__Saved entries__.

+++++

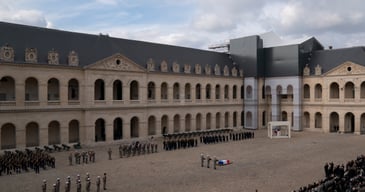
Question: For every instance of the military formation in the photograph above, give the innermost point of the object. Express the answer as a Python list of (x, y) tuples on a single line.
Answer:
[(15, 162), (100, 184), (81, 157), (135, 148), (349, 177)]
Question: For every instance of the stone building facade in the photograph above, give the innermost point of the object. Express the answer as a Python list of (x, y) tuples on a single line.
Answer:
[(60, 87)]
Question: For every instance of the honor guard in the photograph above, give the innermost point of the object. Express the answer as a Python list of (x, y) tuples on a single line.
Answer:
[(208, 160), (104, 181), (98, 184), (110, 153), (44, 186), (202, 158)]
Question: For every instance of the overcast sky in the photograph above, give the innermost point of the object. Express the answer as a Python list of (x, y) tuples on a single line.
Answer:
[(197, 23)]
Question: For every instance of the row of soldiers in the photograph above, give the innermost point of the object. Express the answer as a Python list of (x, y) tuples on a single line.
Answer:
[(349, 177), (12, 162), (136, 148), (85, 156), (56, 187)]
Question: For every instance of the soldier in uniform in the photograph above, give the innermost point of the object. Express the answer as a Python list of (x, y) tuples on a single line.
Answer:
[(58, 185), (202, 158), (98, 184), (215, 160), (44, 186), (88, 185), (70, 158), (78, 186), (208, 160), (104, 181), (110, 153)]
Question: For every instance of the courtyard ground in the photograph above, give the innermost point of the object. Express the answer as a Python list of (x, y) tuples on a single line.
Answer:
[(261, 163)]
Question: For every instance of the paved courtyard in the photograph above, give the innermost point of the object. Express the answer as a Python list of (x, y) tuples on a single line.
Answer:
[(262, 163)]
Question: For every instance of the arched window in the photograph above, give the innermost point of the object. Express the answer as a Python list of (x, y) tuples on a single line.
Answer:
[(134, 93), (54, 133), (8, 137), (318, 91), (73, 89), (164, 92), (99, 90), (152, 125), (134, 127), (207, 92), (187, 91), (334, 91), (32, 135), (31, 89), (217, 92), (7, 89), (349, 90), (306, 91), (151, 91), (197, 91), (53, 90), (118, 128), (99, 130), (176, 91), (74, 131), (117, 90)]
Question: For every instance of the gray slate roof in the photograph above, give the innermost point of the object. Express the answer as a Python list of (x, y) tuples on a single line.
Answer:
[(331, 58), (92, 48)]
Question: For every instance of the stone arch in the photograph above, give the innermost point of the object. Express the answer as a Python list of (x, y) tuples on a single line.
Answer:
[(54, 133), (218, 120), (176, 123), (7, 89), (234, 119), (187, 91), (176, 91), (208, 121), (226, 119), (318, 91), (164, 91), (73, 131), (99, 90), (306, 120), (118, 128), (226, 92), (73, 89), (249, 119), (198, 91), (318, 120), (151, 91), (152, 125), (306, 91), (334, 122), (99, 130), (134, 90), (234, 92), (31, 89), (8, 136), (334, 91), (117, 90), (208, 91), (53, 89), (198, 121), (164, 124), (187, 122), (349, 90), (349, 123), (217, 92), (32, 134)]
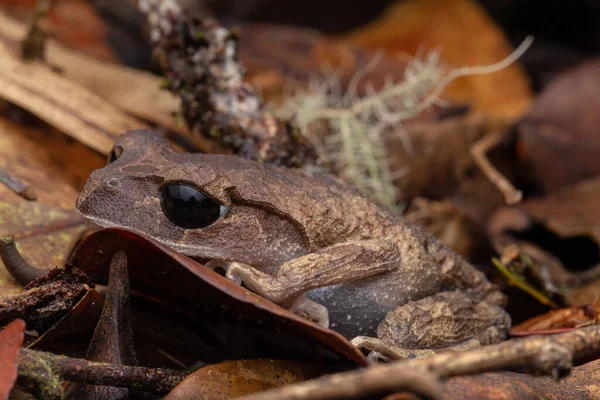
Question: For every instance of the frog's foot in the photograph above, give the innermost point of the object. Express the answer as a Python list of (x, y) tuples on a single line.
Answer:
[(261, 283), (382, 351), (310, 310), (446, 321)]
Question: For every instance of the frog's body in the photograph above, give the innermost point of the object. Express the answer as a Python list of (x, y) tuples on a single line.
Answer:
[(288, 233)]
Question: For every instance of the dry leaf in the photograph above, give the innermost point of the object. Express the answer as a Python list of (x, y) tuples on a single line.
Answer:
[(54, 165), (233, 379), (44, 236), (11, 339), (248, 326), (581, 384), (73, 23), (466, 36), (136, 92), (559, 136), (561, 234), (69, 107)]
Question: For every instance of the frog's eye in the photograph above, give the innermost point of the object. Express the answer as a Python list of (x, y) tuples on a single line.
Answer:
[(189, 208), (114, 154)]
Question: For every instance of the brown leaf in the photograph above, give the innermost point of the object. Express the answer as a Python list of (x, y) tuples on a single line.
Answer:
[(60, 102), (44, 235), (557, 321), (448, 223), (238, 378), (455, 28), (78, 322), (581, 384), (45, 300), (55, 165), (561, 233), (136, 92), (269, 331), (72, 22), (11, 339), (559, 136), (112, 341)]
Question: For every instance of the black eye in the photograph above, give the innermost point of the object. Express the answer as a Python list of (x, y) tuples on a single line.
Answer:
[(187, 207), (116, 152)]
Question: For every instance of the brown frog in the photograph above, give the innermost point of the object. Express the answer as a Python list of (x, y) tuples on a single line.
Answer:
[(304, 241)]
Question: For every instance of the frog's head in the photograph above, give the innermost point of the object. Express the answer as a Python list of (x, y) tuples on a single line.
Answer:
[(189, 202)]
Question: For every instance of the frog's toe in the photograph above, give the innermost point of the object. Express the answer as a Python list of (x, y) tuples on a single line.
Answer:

+++++

__Exercise details__. The reply is to be all the records above, transcribed exactly, with no pictures.

__Answer for this exercise__.
Question: For every instance of the military formation in the photograph above, give the innermost point of the object. Express the answer as a Python list of (x, y) tuples on a single line.
Answer:
[(15, 162), (100, 184), (81, 157), (135, 148), (349, 177)]
Question: For every instance of the stone building facade in the photograph above, give the innermost point of the object. Express the answer as a Python list of (x, y) tuples on a single line.
Answer:
[(60, 87)]
Question: For every instance of the honor guard in the photograph above, give the innermost point of the object. Express the answer as a Python list of (x, y) tuples on a single line.
Answer:
[(208, 160), (104, 181), (98, 184), (110, 153), (44, 186), (202, 158)]
Question: For every instance of the overcast sky in the photograph above, give the innermost point of the object. Express the answer as a Python list of (x, y) tuples on a single line.
Answer:
[(197, 23)]
Question: For every instance of the row of soldiers in the photograph above, give the innermost point of the object. Express the answer as a Python list of (x, y) tuples on a single line.
Answer:
[(349, 177), (12, 162), (136, 148), (85, 156), (56, 187)]
Question: For every instance of the soldier in uniform in the photograph above, give the innermost point of the object. Express the answer as a Python list of (x, y) tuples on a single line.
Answer:
[(58, 185), (202, 158), (98, 184), (215, 160), (44, 186), (88, 185), (70, 158), (78, 186), (208, 160), (104, 181), (110, 153)]
Question: For every instance of the courtyard ground in the photograph above, give the innermost point of the object. Express the answer as a Python list of (x, y) tuples on a single line.
Answer:
[(261, 163)]
Question: For every instance of the paved courtyard in the photograph above, give the innermost point of the object. Express the answer as a Python list of (x, y) tuples on a single line.
Answer:
[(262, 163)]
Question: For every instance of the arched window in the photograph above, give the innermost point of the object. Express the answer as a Python list of (x, y) tuples on a single line.
Answer:
[(134, 93), (54, 133), (8, 137), (318, 91), (73, 89), (164, 92), (99, 90), (152, 125), (134, 127), (207, 92), (187, 91), (334, 91), (32, 135), (31, 89), (217, 92), (7, 89), (349, 90), (306, 91), (151, 91), (197, 91), (53, 90), (118, 128), (99, 130), (176, 91), (74, 131), (117, 90)]
Question: For every instance of the gray slate roof in the photograph above, give the innermost point of the object. Express the answer as a Python list of (x, y) tuples on a single line.
Answer:
[(331, 58), (92, 48)]
Question: For every instance of the stone arch in the photograph above, give the innermost point of the object. Express the answer as a Python list of (x, y) tuples on a single line.
Answer:
[(54, 133), (218, 120), (176, 123), (7, 89), (234, 119), (187, 91), (176, 91), (208, 121), (226, 119), (318, 91), (164, 91), (73, 131), (99, 90), (306, 120), (118, 128), (226, 92), (73, 89), (249, 119), (198, 91), (318, 120), (151, 91), (152, 125), (306, 91), (334, 122), (99, 130), (134, 90), (234, 92), (31, 89), (8, 136), (334, 91), (117, 90), (208, 91), (53, 89), (198, 121), (164, 124), (187, 122), (349, 90), (349, 123), (217, 92), (32, 134)]
Question: For every instance of the frog's foot in the photograph above, give the innermost point of the object. Express the answer as a Python list of (x, y) tuples on a single line.
Answer:
[(261, 283), (382, 351), (310, 310), (446, 321)]
Question: For every instance of the frog's body in the photograph above, give the innermost point of the object. Express the answer as a Python list of (x, y) tuples on a single line.
Answer:
[(288, 233)]
Question: For every instance of the dry leaf in the photograph above, give the innermost point of the object. Express the answer as a Python list of (x, y) tuples on a single line.
Answer:
[(54, 165), (233, 379), (44, 236), (11, 339), (248, 326), (581, 384), (73, 23), (466, 36), (136, 92), (559, 136), (561, 234), (69, 107)]
Question: For every instance of the frog's eye in the photograph above, give the innermost point of the object. Express the answer as a Python list of (x, y) tuples on a single line.
Answer:
[(189, 208), (114, 154)]
Question: For every instance of the brown leaf in the photograph above, give the innermost point of the object. Express the answer as a Python list of (x, y) tuples on a single line.
Answer:
[(60, 102), (44, 235), (557, 321), (448, 223), (238, 378), (455, 28), (78, 322), (581, 384), (45, 300), (55, 165), (561, 233), (136, 92), (269, 331), (72, 22), (11, 339), (559, 136), (112, 341)]
Question: For every instance of the black eye in the photograph above, give the innermost point of the object. Express the answer as a Python list of (x, y) tuples on a single line.
Answer:
[(187, 207), (116, 152)]
Question: For every instance of the brown frog in the photograph above, give the innermost point of the object. Express the answer as a Python list of (x, y) tuples on a single line.
Answer:
[(304, 241)]
Question: For every instance of the frog's head in the photograph above, give the innermost point of the object. Express the answer as a Python list of (x, y) tuples on a single line.
Answer:
[(189, 202)]
Question: For every instance of the frog's toe in the photograph above, give the innermost point of the object. Express the answer as a Python list of (x, y) tuples on a single line.
Answer:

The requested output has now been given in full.